**What the exercise asks**.
Reproduce the forum thread on Barnes TEZ bullets from "Here's a post" to "would open up.", word for word.

**Selected passage**.
--- Begin ---

# Barnes TEZ bullets/sabots?



## Huntin 4 More

I used to shoot powerbelts out of my cva kodiak magnum and with three 777 pellets it was a great load.  1" groups at 100 yards and 1.5" groups at 150 yards.  However, I never got passthroughs on deer or hogs, no blood trail and almost lost a buck to the coyotes when it took two hours to find him.

I tried the hornadys last year but the best I could get was 2" groups so this year I've been trying the Barnes TMZ bullets and I've been getting 1.25" groups which is good enough.  However, they are a b12c& to load.  I noticed Barnes has a TEZ bullet which is supposed to be easier to load in tight barrels than the TMZ.  Has anyone tried them and how was the performance compared to the TMZ?

Thanks.


----------



## mi.sabot

Hello from Michigan.  

Here's a post I put out on another forum the other day:

Found the honey load for my Sidekick last week after some time, effort and a LITTLE LUCK.

Had been shooting 250 gr TC EZglides over 85 gr of loose 777 with great accuracy.
Even though the accuracy was still there in the field, I was less than impressed on how they performed on game.

So I decided to spend some time at the range to find a better alternative.
I'm a real fan of Barnes bullets, so I headed out with some 250 gr MZ's and TMZ's.
I was also hoping to find a load of something more than 85gr without sacrificing accuracy.
But every time I bumped it up to 90 grains the pattern would open up.
Same thing happened when I tried 90 grains and the original TC's, pattern opened up again.

Somewhat frustrated, I decided i'd try one more time and bought some Barnes T-EZ's.
Back to the range and started with 90 gr.  Same thing. Just didn't pattern the way I'd like it to.

Now very frustrated, just for the heck of it I dumped in 100 gr of 777 and let the T-EZ fly.
After the smoke cleared I was pleased with the result.
Well let's try it again and see if it was a fluke or if I was on to something here.

--- End ---

**Entries from a point annotation set**.
--- Begin ---

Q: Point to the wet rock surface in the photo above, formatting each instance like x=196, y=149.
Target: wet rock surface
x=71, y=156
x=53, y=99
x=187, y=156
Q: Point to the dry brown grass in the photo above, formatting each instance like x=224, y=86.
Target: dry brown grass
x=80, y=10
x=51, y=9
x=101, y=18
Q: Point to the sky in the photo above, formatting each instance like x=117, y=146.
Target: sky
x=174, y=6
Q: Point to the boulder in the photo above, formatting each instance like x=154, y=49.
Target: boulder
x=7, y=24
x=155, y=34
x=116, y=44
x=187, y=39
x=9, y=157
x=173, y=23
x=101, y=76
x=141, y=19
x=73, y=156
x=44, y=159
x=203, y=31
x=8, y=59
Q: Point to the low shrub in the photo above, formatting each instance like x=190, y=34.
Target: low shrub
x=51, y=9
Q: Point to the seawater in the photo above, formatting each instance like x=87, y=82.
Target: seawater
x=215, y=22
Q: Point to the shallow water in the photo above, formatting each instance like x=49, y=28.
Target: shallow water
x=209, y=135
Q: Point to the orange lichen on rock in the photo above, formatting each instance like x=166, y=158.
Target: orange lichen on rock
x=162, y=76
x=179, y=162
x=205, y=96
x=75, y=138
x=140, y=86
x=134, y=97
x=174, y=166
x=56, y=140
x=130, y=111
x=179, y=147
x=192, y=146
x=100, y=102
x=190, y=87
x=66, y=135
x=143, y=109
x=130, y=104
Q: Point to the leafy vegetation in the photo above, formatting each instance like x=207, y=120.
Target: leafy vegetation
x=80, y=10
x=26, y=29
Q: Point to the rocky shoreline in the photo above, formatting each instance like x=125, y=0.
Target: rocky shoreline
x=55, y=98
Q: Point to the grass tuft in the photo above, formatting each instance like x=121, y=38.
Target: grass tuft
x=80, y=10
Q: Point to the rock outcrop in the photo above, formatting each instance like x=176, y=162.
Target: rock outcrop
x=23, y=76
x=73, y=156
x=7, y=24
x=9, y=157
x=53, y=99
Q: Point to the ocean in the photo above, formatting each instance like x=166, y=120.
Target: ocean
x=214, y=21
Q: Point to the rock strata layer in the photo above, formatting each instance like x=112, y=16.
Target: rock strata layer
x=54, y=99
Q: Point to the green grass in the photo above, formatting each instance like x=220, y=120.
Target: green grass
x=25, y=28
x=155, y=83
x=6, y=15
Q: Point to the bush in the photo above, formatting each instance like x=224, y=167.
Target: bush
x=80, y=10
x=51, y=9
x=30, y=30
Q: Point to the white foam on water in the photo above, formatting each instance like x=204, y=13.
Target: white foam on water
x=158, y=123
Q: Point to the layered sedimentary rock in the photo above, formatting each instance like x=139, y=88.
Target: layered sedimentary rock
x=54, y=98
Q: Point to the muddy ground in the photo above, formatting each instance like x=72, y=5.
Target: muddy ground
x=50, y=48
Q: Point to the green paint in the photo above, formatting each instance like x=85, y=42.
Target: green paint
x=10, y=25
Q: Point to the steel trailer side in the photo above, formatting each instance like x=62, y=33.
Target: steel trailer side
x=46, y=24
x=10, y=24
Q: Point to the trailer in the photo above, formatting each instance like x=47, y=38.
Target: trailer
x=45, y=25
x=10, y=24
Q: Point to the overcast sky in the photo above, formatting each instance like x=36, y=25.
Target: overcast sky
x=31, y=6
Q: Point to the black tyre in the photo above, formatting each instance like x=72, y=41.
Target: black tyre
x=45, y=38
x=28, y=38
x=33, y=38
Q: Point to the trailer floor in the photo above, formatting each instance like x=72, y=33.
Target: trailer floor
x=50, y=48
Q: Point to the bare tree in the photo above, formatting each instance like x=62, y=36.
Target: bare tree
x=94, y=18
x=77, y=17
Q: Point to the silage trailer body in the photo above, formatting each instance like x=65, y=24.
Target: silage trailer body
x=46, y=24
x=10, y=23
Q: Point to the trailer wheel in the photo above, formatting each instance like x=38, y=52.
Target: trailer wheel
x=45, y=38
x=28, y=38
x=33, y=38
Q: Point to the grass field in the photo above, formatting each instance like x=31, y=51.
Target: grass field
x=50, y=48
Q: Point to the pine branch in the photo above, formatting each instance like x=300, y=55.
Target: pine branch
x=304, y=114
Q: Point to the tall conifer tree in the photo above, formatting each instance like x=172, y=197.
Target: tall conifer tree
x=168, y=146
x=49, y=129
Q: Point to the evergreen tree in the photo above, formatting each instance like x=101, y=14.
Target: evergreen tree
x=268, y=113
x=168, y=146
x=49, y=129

--- End ---

**Final result**.
Here's a post I put out on another forum the other day:

Found the honey load for my Sidekick last week after some time, effort and a LITTLE LUCK.

Had been shooting 250 gr TC EZglides over 85 gr of loose 777 with great accuracy.
Even though the accuracy was still there in the field, I was less than impressed on how they performed on game.

So I decided to spend some time at the range to find a better alternative.
I'm a real fan of Barnes bullets, so I headed out with some 250 gr MZ's and TMZ's.
I was also hoping to find a load of something more than 85gr without sacrificing accuracy.
But every time I bumped it up to 90 grains the pattern would open up.